___ INFORMATION SHOWN ___

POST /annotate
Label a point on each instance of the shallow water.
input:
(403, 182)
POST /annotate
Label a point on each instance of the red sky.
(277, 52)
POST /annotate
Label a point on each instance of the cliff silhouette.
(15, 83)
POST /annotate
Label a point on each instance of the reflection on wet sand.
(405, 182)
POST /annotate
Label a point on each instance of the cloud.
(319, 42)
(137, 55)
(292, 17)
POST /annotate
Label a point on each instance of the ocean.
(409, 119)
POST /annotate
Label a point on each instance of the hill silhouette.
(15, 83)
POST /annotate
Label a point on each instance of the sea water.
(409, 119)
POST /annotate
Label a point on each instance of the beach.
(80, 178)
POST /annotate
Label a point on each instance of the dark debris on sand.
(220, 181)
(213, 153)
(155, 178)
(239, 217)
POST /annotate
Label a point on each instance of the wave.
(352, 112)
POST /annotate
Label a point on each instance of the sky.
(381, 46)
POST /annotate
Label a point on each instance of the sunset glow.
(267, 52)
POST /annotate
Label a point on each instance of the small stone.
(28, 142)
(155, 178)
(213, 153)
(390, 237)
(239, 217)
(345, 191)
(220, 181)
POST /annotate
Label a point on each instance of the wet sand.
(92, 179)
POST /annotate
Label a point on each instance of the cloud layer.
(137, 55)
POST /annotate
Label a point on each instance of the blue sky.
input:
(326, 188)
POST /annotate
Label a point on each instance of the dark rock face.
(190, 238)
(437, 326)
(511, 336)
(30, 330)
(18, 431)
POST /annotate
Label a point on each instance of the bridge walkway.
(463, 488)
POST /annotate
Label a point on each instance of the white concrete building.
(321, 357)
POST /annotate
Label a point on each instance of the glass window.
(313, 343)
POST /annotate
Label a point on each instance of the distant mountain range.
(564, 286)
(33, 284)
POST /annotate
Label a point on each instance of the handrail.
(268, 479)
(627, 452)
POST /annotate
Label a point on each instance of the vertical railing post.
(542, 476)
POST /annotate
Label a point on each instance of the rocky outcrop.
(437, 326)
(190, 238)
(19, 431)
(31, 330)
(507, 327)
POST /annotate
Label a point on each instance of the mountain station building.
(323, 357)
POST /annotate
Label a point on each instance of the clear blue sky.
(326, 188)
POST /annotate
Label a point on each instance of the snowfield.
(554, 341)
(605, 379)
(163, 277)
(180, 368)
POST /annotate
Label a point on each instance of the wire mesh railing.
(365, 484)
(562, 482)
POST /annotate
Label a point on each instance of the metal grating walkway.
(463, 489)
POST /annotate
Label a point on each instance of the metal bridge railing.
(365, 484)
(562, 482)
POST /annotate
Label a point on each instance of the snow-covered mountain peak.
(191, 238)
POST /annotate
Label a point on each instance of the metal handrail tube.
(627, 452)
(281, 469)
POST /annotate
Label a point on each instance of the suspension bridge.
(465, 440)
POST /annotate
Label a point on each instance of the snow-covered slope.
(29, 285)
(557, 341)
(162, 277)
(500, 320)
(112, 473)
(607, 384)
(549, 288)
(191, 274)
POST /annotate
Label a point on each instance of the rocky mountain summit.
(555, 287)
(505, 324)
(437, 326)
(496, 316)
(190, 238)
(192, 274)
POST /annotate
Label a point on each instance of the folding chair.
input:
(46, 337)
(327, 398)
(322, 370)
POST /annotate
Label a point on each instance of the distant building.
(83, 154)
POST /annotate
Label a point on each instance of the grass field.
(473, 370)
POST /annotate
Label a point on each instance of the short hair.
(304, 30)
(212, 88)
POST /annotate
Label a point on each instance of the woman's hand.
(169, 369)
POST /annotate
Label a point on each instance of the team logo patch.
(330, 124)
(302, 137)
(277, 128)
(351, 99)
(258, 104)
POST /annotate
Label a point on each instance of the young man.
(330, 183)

___

Print all of the entries exactly as they appear.

- [TASK OUTPUT]:
POST /annotate
Label a point on each instance of the shallow water.
input:
(403, 182)
POST /annotate
Label a point on each instance of the red sky.
(277, 52)
POST /annotate
Label a point on each instance of the cliff silhouette.
(15, 83)
POST /annotate
Label a point on each instance of the reflection on wet sand.
(405, 182)
POST /annotate
Label a point on each instance of the cloud.
(319, 42)
(137, 55)
(292, 17)
POST /annotate
Label a point on each instance of the ocean.
(409, 119)
POST /annotate
Label a point on each instance of the hill silhouette.
(15, 83)
POST /annotate
Label a point on each instance of the sea water.
(409, 119)
POST /annotate
Label a point on each instance of the beach.
(80, 178)
POST /annotate
Label a point on each instance of the dark debris on sand.
(220, 181)
(213, 153)
(155, 178)
(239, 217)
POST /annotate
Label a point on each instance of the wave.
(352, 112)
POST /annotate
Label a point on each instance of the sky.
(381, 46)
POST /annotate
Label a point on each instance of the sunset glow.
(267, 52)
POST /annotate
Label a point on each instance of the small stone.
(28, 142)
(155, 178)
(213, 153)
(390, 237)
(239, 217)
(345, 191)
(220, 181)
POST /annotate
Label a point on each instance of the wet sand.
(92, 179)
POST /annotate
Label a point on each instance of the cloud layer.
(137, 55)
POST /annotate
Label a point on each instance of the blue sky.
input:
(326, 188)
POST /annotate
Label a point on each instance of the dark rock face.
(190, 238)
(437, 326)
(511, 336)
(30, 330)
(18, 431)
POST /annotate
Label a point on each instance of the bridge walkway.
(463, 488)
POST /annotate
Label a point on each instance of the white concrete building.
(321, 357)
POST /annotate
Label a point on each instance of the glass window.
(313, 343)
POST /annotate
Label a point on each instance of the distant mountain range.
(564, 286)
(33, 284)
POST /annotate
Label a point on each instance of the handrail.
(268, 479)
(627, 452)
POST /annotate
Label a point on each instance of the vertical railing post.
(542, 476)
POST /annotate
Label a point on each instance of the rocky outcrop.
(437, 326)
(190, 238)
(19, 431)
(31, 330)
(507, 327)
POST /annotate
Label a point on each instance of the mountain station building.
(323, 357)
POST /annotate
Label a point on each instance of the clear blue sky.
(326, 188)
POST /annotate
Label a point on each instance of the snowfield.
(554, 341)
(605, 379)
(163, 277)
(180, 368)
POST /annotate
Label a point on each instance of the wire mesh railing.
(365, 484)
(562, 482)
POST /annotate
Label a point on each instance of the metal grating walkway.
(463, 489)
POST /annotate
Label a point on each instance of the metal bridge railing.
(365, 484)
(562, 482)
POST /annotate
Label a point on each instance of the snow-covered mountain peak.
(191, 238)
POST /annotate
Label a point on each instance of the metal handrail tube.
(627, 452)
(281, 469)
POST /annotate
Label a point on each instance of the suspension bridge.
(465, 440)
POST /annotate
Label a point on each instance of the snow-covered slope.
(29, 285)
(557, 341)
(162, 277)
(500, 320)
(112, 473)
(607, 384)
(549, 288)
(191, 274)
POST /annotate
Label a point on each instance of the rocky mountain summit.
(555, 287)
(505, 324)
(437, 326)
(496, 316)
(190, 238)
(192, 274)
POST /annotate
Label a point on each instance of the folding chair.
input:
(46, 337)
(327, 398)
(322, 370)
POST /annotate
Label a point on each instance of the distant building.
(83, 154)
POST /annotate
Label a point on each instance of the grass field.
(473, 370)
POST /annotate
Label a point on each instance of the short hair.
(304, 30)
(212, 88)
POST /annotate
Label a point on each instance of the woman's hand.
(169, 369)
POST /annotate
Label a point on each instance of the team logo patch.
(330, 124)
(302, 137)
(277, 128)
(351, 99)
(258, 104)
POST /annotate
Label a point on each instance of the young man.
(330, 183)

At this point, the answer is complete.